### Petunjuk Kerja
1) Menurut berita soal skripsi yang tidak lagi wajib, kenapa dulu perguruan tinggi kurang leluasa merancang proses dan bentuk pembelajaran? Jelaskan dalam satu sampai tiga kalimat.
2) Teruskan berita soal skripsi yang tidak lagi wajib, mulai setelah kalimat terakhirnya.

***** Teks Sumber *****

Foto by : Dok. You Tube Kemendikbudristek/ tangkapan layar
Wartain.com, Jakarta – Menteri Pendidikan,. Kebudayaan, Riset, dan Teknologi (Mendikbudristek), Nadiem Makarim meluncurkan kebijakan untuk transformasi di bidang pendidikan. Salah satunya, kini mahasiswa S1 tidak lagi wajib menyusun skripsi sebagai syarat kelulusan.
Aturan mahasiswa tidak wajib skripsi ini tertuang dalam Peraturan Mendikbudristek Nomor 53 Tahun 2023: tentang Penjaminan Mutu Pendidikan Tinggi.
“Pendidikan tinggi memiliki peran penting sebagai pendorong pertumbuhan yang berkelanjutan, persiapan SDM unggul, dan sebagai tulang punggung inovasi,” katanya di Jakarta, Selasa, 29/08/2023.
Mengutip dari situs resmi Kemendikbudristek RI, peraturan baru ini telah ditetapkan sejak 16 Agustus 2023, dan menjadi perundangan pada 18 Agustus 2023. Status peraturan Menteri tersebut kini sudah mulai berlaku.
Mengutip dari Antara, dari Peraturan Mendikbudristek ini, terdapat dua aspek dalam kebijakan ini yang akan mampu mentransformasi pendidikan tinggi. Pertama adalah memerdekakan standar nasional pendidikan tinggi, lalu kedua yaitu sistem akreditasi pendidikan tinggi yang meringankan beban administrasi dan finansial.
Standar nasional pendidikan tinggi yang lebih memerdekakan yaitu, standar nasional kini berfungsi sebagai pengaturan framework dan tidak lagi bersifat perspekriptif dan detail, seperti di antaranya terkait pengaturan tugas akhir mahasiswa. Adapun sebelumnya, standar nasional pendidikan tinggi bersifat kaku dan rinci. Oleh karena itu perguruan tinggi kurang leluasa merancang proses dan bentuk pembelajaran sesuai kebutuhan keilmuan dan perkembangan teknologi.

***** Bahan *****

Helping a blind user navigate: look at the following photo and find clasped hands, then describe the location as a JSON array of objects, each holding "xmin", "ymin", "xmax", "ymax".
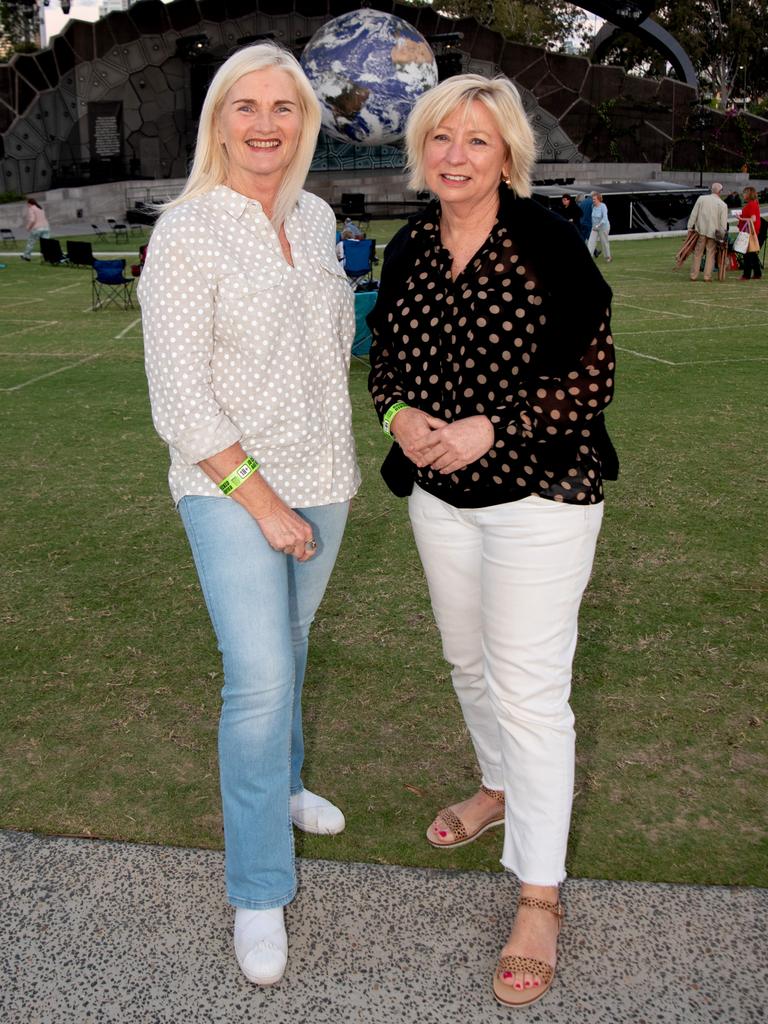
[{"xmin": 390, "ymin": 409, "xmax": 495, "ymax": 475}]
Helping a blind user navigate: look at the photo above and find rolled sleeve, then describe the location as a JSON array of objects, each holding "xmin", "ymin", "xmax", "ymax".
[{"xmin": 138, "ymin": 221, "xmax": 242, "ymax": 465}]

*****

### Hasilnya
1) Sebab dulu standar nasional pendidikan tinggi bersifat kaku dan rinci. Karena itu, perguruan tinggi kurang leluasa merancang proses dan bentuk pembelajaran yang sesuai dengan kebutuhan keilmuan dan perkembangan teknologi.

2)
Nadiem mencontohkan, syarat kelulusan yang tidak relevan dengan zaman dan alokasi waktu yang diatur sampai per menit per minggu dalam satu Satuan Kredit Semester (SKS). Transformasi juga dicontohkan terkait standar nasional pendidikan tinggi, yang lebih memerdekakan dijabarkan adalah terkait standar penelitian dan standar pengabdian.
Beberapa perubahan adalah penyederhanaan lingkup standar penelitian dan pengabdian kepada masyarakat, dari delapan menjadi tiga standar, penyederhanaan pada standar kompetensi lulusan, serta penyederhanaan pada standar proses pembelajaran dan penilaian.
Selanjutnya, beberapa pokok perubahan sistem akreditasi pendidikan tinggi adalah, status akreditasi yang disederhanakan, biaya akreditasi wajib sekarang ditanggung pemerintah, dan proses akreditasi dapat dilakukan pada tingkat unit pengelola program studi.
“Perubahan tidak dapat dilakukan tanpa kolaborasi seluruh pihak. Kemendikbudristek bersinergi dengan seluruh pemangku kepentingan, untuk mewujudkan transformasi pendidikan tinggi,” kata Nadiem.
Sebelumnya, skripsi merupakan istilah yang tentunya tidak asing lagi bagi mahasiswa, terutama yang telah memasuki tingkat akhir. Skripsi sebagai syarat kelulusan yang wajib diselesaikan oleh setiap mahasiswa pada sebuah Perguruan Tinggi.
Seperti contohnya, Fakultas Teknik Universitas Islam Madura (UIM) Pamekasan, Jawa Timur mulai memberlakukan kelulusan mahasiswa dari kampus itu, tanpa harus membuat dan mengikuti ujian hasil penelitian tugas akhir dalam bentuk skripsi.
“Fakultas Teknik UIM Pamekasan telah menerapkan model konversi dalam menyelesaikan tugas akhir, yakni dari skripsi ke artikel ilmiah,” kata Dekan Fakultas Teknik UIM Pamekasan Hozairi di Pamekasan, 26/05/2023.
Ia memaparkan, kebijakan itu diberlakukan sejak 2022. Hasil penelitian tugas akhir yang dilakukan mahasiswa di fakultas itu dalam bentuk artikel, yang siap dipublikasikan dalam sebuah jurnal nasional terakreditasi atau jurnal internal bereputasi.
Kebijakan tersebut, sambung dia, tidak menghilangkan hal mendasar metode dan praktik penelitian dari tugas akhir yang perlu dilakukan mahasiswa, seperti observasi, mengoleksi data, melakukan wawancara, serta berbagai kegiatan lain untuk melengkapi laporan hasil penelitian.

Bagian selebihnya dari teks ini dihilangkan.